Extracted material: Begin
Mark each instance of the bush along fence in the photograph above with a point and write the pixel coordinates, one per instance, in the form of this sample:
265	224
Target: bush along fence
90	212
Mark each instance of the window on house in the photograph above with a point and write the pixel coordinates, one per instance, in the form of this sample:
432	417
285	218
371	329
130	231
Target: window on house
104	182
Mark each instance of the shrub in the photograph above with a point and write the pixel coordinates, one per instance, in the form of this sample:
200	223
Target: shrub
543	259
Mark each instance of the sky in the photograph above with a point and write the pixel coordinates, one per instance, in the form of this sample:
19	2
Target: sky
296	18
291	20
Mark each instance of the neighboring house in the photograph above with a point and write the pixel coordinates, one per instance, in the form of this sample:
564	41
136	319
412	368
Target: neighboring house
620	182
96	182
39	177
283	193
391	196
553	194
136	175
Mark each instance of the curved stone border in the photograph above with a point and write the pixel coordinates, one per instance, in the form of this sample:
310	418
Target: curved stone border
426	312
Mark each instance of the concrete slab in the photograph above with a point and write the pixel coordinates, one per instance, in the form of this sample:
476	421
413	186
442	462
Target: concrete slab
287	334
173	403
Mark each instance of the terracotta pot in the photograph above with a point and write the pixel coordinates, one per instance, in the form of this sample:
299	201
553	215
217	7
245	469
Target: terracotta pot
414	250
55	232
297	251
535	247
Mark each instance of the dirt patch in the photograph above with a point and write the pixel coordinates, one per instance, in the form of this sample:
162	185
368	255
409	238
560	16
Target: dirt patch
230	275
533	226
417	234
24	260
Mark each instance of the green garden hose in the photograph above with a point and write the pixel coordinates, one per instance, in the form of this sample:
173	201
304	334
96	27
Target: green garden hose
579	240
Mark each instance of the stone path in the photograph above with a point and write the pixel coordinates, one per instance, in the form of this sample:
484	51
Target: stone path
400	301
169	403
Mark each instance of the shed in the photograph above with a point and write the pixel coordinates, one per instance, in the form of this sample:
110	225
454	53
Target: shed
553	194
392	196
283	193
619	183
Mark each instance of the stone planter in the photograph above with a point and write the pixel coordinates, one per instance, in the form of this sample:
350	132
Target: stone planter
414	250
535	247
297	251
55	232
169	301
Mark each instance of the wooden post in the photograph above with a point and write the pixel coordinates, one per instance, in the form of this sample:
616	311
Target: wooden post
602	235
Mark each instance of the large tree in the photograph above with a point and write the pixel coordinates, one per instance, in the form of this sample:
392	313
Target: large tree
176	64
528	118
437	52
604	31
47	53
Extracted material: End
> [How to complete this task] For every entry in the records above, write an exact copy.

> [Answer area]
Mark each instance of the bush along fence in the photograph above with a point and write the pixel coordinates, one per instance, in the form of this sample:
265	224
Target: bush along fence
90	212
Mark each instance of the window on house in the photograph above with a point and write the pixel coordinates, one per instance, in the form of this sample:
432	417
285	218
371	329
130	231
Target: window on house
104	182
Mark each instance of the shrub in the photograph above with a point and write the pixel coordinates, one per instance, in the form of this sample:
200	223
Target: shrub
543	259
Mark each instance of the sky in the photograph above with a point and write the pixel coordinates, one per instance, in the form of this sample:
19	2
Target: sky
296	18
291	20
Mark each instance of the neighboring house in the photograph above with a point and write the pixel coordinates, one per instance, in the form of this sample:
564	41
136	319
412	368
Target: neighboring house
620	182
96	182
39	177
283	193
391	196
553	194
136	175
Mark each instance of the curved stone border in the photograph above with a point and write the pixel coordinates, one per instance, in the form of this sample:
310	418
Target: curved stone border
426	312
Mark each instance of the concrete slab in the photograph above with a point and write the pixel coordinates, one per instance, in the form of this sample:
476	421
413	186
442	462
Target: concrete slab
287	334
173	403
Mark each instance of the terracotta pot in the photograph above with a point and write the pixel coordinates, one per instance, in the form of this sample:
299	201
553	215
217	7
245	469
Target: terracotta pot
414	250
55	232
297	251
535	247
Mark each instance of the dirt patch in the photograph above with a point and write the pixel coordinates, one per instance, in the form of this sample:
162	185
368	255
409	238
560	16
Target: dirt patch
230	275
533	226
417	234
24	260
Mark each instance of the green garden hose in the photograph above with a point and write the pixel coordinates, one per instance, in the form of this sample:
173	201
304	334
96	27
Target: green garden hose
579	240
Mark each instance of the stone path in the photograph above with a point and write the pixel coordinates, one per instance, in the form of this sample:
484	51
Target: stone path
400	301
169	403
Mark each instance of the shed in the photograph above with a point and write the pixel coordinates, one per instance, in the form of this sample:
110	225
454	53
Target: shed
553	194
392	196
283	193
619	183
Mark each instance of the stone planter in the photograph above with a point and write the pixel coordinates, one per instance, in the form of this sample:
350	132
Target: stone planter
414	250
535	247
297	251
55	232
169	301
Mark each instance of the wooden post in the photograph above with a point and write the pixel coordinates, one per instance, in the form of this sample:
616	311
Target: wooden post
602	235
Mark each instance of the large tree in the photograph above with a point and write the pixel coordinates, one per instance, in the form of this sample:
392	313
Target: large tree
176	64
528	118
437	52
604	31
47	53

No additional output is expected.